# [WHAT IS REQUIRED]
Send back the records exactly as written, with no images.

(Dataset records)
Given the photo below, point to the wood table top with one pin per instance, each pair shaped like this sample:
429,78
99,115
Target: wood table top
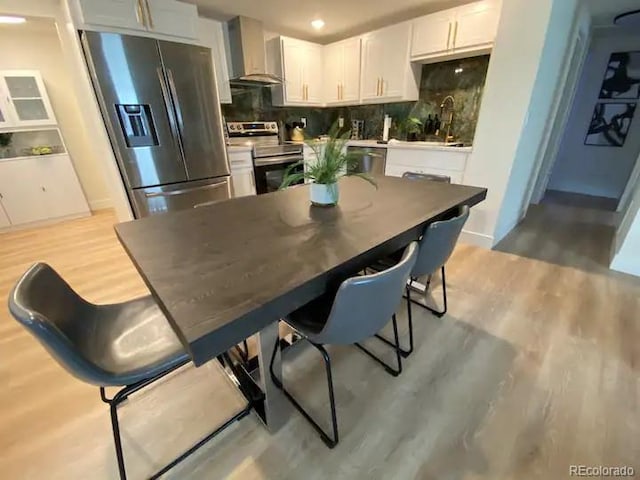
223,272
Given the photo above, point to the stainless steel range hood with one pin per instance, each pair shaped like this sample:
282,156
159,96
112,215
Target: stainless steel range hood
248,59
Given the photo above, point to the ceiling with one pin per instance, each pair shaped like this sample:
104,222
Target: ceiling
343,18
604,11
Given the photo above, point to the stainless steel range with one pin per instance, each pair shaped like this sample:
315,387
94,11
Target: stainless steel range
271,158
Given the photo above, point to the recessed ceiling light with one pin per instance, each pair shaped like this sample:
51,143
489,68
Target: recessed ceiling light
7,19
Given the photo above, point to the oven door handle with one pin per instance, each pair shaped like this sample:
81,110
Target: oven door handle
282,159
171,193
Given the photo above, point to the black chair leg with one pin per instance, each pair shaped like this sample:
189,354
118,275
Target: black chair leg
115,427
123,395
329,442
437,313
404,352
392,371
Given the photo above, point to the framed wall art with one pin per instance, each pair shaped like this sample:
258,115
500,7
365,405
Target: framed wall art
622,77
610,124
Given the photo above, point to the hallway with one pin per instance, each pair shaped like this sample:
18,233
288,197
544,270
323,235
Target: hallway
566,229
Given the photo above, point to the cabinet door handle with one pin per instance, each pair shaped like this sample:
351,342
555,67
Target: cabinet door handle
455,34
146,2
139,15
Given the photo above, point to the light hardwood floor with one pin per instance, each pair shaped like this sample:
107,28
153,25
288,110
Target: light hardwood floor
536,367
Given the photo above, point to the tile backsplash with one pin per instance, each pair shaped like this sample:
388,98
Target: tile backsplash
463,79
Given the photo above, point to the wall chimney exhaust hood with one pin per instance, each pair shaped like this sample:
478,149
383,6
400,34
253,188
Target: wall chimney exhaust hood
248,59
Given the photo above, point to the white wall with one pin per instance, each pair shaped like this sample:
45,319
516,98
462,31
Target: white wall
627,257
80,83
35,46
525,63
595,170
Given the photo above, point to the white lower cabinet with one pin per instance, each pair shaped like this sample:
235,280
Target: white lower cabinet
4,219
40,188
436,162
242,178
243,182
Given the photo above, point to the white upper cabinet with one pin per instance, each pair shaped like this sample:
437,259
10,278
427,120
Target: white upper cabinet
127,14
163,17
466,30
386,72
210,34
24,102
432,33
342,72
300,64
476,24
4,220
173,18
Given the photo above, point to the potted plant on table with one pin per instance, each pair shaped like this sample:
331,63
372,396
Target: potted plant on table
333,161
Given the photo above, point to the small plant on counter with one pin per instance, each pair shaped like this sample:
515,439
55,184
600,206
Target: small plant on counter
5,139
411,128
333,161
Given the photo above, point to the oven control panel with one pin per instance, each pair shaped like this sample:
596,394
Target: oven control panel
251,129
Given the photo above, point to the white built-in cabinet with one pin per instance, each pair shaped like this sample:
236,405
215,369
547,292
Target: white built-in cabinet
242,177
211,35
457,32
342,72
386,72
39,188
4,219
23,100
450,163
300,64
159,17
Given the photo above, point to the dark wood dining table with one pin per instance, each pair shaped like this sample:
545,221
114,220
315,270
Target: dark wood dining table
226,271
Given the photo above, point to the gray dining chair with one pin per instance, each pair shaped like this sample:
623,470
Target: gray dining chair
128,344
436,246
427,176
361,306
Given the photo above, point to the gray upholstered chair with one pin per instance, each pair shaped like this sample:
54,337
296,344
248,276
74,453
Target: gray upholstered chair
436,246
361,306
129,344
427,176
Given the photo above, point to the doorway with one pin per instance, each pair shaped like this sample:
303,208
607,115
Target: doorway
584,181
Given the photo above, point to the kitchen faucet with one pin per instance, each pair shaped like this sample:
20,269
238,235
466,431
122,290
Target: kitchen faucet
443,108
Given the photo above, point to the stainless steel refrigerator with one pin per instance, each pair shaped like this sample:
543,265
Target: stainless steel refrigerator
160,103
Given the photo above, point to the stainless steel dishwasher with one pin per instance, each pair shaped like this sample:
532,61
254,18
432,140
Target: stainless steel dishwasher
370,159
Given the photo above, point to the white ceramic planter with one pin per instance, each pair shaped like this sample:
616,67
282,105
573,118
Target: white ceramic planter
324,195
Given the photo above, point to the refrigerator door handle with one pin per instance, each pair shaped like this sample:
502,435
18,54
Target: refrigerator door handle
185,190
174,98
166,98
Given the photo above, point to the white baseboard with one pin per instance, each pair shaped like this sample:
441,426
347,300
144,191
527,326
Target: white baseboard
477,239
630,266
100,204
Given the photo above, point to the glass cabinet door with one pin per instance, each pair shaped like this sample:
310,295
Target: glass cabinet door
26,93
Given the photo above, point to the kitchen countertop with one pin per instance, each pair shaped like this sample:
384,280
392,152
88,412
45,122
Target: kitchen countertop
399,144
239,148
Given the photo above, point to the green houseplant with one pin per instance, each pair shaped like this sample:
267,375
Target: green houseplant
333,161
412,128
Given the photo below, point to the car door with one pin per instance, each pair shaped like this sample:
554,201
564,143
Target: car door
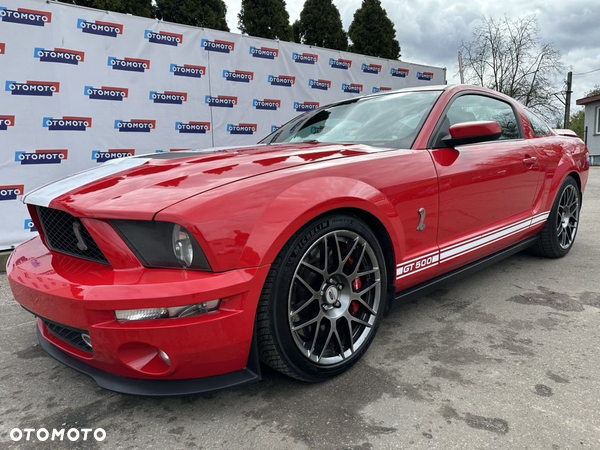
487,189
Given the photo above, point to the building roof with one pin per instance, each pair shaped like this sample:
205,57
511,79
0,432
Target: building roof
586,100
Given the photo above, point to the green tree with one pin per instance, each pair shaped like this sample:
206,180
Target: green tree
265,18
143,8
320,24
372,32
198,13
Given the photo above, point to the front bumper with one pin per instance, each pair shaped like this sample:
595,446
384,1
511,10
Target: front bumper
206,352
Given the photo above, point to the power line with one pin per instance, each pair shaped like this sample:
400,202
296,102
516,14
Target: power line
585,73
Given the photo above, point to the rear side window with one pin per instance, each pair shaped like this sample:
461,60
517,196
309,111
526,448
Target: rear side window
538,126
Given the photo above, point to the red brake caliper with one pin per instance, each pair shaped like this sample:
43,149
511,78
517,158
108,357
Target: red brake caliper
356,285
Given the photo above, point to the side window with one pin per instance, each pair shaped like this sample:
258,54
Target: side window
479,108
538,126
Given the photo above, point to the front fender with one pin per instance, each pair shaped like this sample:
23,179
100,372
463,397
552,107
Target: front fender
308,199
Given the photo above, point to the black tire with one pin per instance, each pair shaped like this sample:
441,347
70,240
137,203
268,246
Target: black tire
279,345
551,242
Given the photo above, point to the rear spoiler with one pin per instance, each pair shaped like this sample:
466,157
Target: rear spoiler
563,132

# [ANSWER]
Given the photo below, point to the wood table top with one pin per instance, each pair shaped like this sample:
429,78
99,115
Target: wood table top
223,272
Given the photo above, point to the stainless steel range hood with one pin per instance, each pair shaped like this sample:
282,156
159,96
112,215
Target: stainless steel range hood
248,59
Given the photo above, point to the ceiling with one pin per instance, each pair shaped like this sample:
104,222
Target: ceiling
343,18
604,11
Given the photo above, point to the stainless steel range with one pin per instance, each pair shaped like this sample:
315,387
94,11
Target: stainless steel range
271,158
Given the photo above, point to the recessed ceiling light with one pin per instance, each pair shaped like this sample:
51,143
489,68
Target: recessed ceiling light
7,19
Given the photo above, point to the oven door handle with one pin per instance, each pair shaped like this sample:
81,110
Target: oven door handle
282,159
171,193
Given the photo above, point to the black chair leg with one pin per instance, each pair shaped like this sample:
189,354
118,275
Target: black chair leg
115,427
123,395
329,442
437,313
404,352
392,371
Given the photo above, point to the framed wall art with one pin per instance, each pair shaped like this sample:
258,115
500,7
365,405
Target: framed wall art
622,77
610,124
Given the photo above, point to the hallway with one pin per instance, each pair shaped like this sample:
18,233
288,197
544,270
323,235
Target: hallway
566,229
Given the photo above, point to the cabinet door handle with one pin per instance, each pair shaped like this sample:
351,342
555,67
Target: cabinet door handle
455,34
146,2
139,15
Given the photo above, point to the light hardwood floor with one pin per instance, each pair shaped like this sample:
107,28
153,25
288,110
Target: light hardwood floor
536,367
Given the photo above, point to the tile backsplash with one pin per instance, each pair shaped like this sample:
388,98
Target: tile backsplash
463,79
Given the photo above, point to the wall chimney exhaust hood with one pin per instance, each pair shaped like this sample:
478,149
383,6
400,34
253,188
Target: wall chimney exhaust hood
248,59
Given the photo above, point to the white wall with one pin per instance, each pair shaped like this sample:
45,319
516,98
462,31
Target: white wall
627,257
80,83
35,46
525,63
595,170
Given the photo above, point to the white lower cabinet with one pin per instance, each pair shaped like this sample:
235,280
Target: white lower cabinet
4,219
40,188
436,162
242,178
243,182
Given the photo above, point to the white upper cabinet with one pin per instance, each pair shaped like this sample:
437,259
10,278
427,120
Target: white upper cabinet
127,14
163,17
466,30
386,72
210,34
24,102
432,33
342,72
300,64
476,24
4,220
173,18
Given the photo above, point to the potted plant on table with one pin per instance, each pair shaped like this sample:
331,63
372,396
Target: potted plant on table
333,161
Given the photo above, point to the small plant on counter with one pin per instance, each pair shaped like this sample:
515,439
55,184
600,206
Target: small plant on counter
5,139
411,128
333,161
Given the photo above, point to the oven control panel with one pin per instance, each pair shaped like this sample:
596,394
Target: oven control panel
251,129
Given the photo above, point to the white built-in cabinet with one pin per instance, each pair shaped like this sample:
236,405
215,369
547,292
Target: white built-in cabinet
242,177
211,35
457,32
342,72
386,72
39,188
4,219
23,100
450,163
300,64
159,17
Given the photo above, point to the dark wood dining table with one pin per instance, each pair shaped like this sample:
545,221
114,220
315,270
Target: dark wood dining table
226,271
Given the photo above, point to the gray dining chair with one pin per instance, each pair shaped like this sample:
623,470
Target: gray dining chair
128,344
436,246
427,176
361,306
Given the photo above, point to the gray upholstered chair with one pin per instance, each pair shaped like this sample:
54,337
296,344
248,276
74,453
Target: gray upholstered chair
436,246
361,306
129,344
427,176
Given the photo above, point to the doorway with one pin per instance, each pair shaped like this sample:
303,208
607,115
Target: doorway
584,181
Given the photo above, point to the kitchen faucet with one pin per instance, each pair shaped like this sample:
20,269
238,235
466,431
122,290
Target: kitchen faucet
443,108
Given the photo above, point to the stainless steel refrigerator with one pin per instance, each pair shaped like this sample:
543,265
Target: stainless steel refrigerator
160,103
Given the photo above, point to the stainless steel dishwasher with one pin per instance, each pair shaped like this sample:
532,61
254,18
432,140
Target: stainless steel dishwasher
370,159
Given the photo above, point to the white ceramic planter with one pin per instance, each pair shaped like this sample:
616,67
282,105
573,118
Target: white ceramic planter
324,195
Given the photo above, point to the refrigerator door handle with one pin per instance, each pair shaped like this sample:
502,435
18,54
Target: refrigerator door handle
185,190
174,98
166,98
Given the photo above, point to the white baseboard with one pin per instance, each pair shaped like this sample:
441,426
347,300
144,191
527,326
Target: white baseboard
477,239
630,266
100,204
Given the photo above, point to the glass cabinet door with one pin per instance, each pair shaped like this sample:
310,295
Target: glass cabinet door
26,93
Given the photo above, point to the kitchen countertop with one pin per instance, each pair shaped like this sample:
384,280
392,152
88,412
45,122
Target: kitchen countertop
399,144
239,148
Given the photo above, point to the green houseplant with one pin per instance, each pair shaped like this sample:
267,375
Target: green houseplant
333,161
412,128
Given the photo below, point to the car door with one pin per instance, each pair shaped like this sample:
554,201
564,143
Target: car door
487,189
Given the photo above, point to the building roof with one pin per instance, each pair shaped like this sample:
205,57
511,79
0,432
Target: building roof
586,100
Given the photo above, point to the green tree with one pin per instance, each pair shaped like this sample:
206,180
Target: green tree
265,18
143,8
320,24
372,32
198,13
Given the photo above, point to the front bumper with one pin per instance, each pair shaped like this sample:
595,446
384,1
511,10
Target: front bumper
206,352
Given the photo above, point to the power line with one pin per instance, each pair shaped like this sample:
400,202
296,102
516,14
Target: power line
585,73
Given the photo above, point to the rear side window with one pin per instance, each pair shaped like this sample:
461,60
517,196
309,111
526,448
Target: rear side window
538,126
Given the photo above, point to the red brake caliper with one pin per instance, each pair shaped like this sample:
43,149
511,78
517,158
108,357
Target: red brake caliper
356,285
Given the photo above, point to the side window with one pin per instance, each pair shaped like this sample:
258,54
Target: side window
479,108
538,126
Given the photo above, point to the front fender with one pin per instance, each pair shaped like this sample:
23,179
100,372
463,397
552,107
Target: front fender
308,199
Given the photo above, point to the black tire with one pin per instance, each pair shaped like this sample:
441,347
70,240
137,203
268,246
Target: black tire
279,345
551,242
Given the photo above, point to the rear spoiler with one pin per instance, each pair shaped like this sample:
466,157
Target: rear spoiler
563,132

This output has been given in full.